Activity
Look through the records below for the line with "edges: an outline". Return that line and each one after it up to and including the line with "output: SVG path", exactly.

[Extracted records]
# # #

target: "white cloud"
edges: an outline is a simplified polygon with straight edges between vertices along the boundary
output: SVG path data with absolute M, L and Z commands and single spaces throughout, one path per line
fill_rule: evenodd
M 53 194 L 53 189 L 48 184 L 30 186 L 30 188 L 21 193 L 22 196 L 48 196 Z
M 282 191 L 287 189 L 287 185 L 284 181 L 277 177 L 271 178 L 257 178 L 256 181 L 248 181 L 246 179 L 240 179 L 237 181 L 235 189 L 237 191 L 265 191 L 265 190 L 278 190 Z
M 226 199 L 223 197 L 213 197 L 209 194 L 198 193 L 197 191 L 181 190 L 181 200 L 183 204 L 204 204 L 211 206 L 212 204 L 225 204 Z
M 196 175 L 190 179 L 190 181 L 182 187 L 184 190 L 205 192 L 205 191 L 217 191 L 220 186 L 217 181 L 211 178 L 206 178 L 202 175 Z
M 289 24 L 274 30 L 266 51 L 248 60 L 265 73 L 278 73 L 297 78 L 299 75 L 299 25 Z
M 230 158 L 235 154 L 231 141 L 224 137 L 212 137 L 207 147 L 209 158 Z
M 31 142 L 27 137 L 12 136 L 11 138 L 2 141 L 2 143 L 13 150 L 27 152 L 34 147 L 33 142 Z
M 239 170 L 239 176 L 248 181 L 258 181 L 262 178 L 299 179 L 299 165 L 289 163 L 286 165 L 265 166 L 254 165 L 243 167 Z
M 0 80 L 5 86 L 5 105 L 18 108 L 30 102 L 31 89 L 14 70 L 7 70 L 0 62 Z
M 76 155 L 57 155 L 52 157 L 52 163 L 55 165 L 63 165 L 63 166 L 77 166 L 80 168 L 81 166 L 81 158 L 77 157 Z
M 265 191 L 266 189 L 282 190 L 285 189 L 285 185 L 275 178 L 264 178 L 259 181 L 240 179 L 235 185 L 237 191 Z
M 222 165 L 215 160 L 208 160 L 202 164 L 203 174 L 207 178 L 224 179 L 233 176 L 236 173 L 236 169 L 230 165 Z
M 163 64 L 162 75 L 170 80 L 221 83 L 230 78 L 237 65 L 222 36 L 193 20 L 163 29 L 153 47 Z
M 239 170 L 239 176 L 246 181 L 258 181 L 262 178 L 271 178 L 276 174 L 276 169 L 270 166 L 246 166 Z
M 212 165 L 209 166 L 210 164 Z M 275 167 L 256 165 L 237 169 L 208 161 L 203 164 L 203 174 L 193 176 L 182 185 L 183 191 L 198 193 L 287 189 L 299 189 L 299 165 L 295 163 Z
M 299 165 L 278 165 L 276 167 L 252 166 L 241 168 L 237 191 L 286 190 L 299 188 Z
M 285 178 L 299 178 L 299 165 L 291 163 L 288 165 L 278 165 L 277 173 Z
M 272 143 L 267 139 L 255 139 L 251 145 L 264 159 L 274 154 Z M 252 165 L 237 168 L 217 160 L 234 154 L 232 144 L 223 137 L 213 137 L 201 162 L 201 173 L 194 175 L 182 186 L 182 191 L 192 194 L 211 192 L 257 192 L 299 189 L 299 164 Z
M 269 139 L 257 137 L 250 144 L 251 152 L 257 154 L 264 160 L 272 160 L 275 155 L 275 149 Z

# # #

Exercise result
edges: an outline is a simplified polygon with straight edges between vertices along the boundary
output: SVG path data with absolute M, L and Z commands and single spaces throughout, one path per line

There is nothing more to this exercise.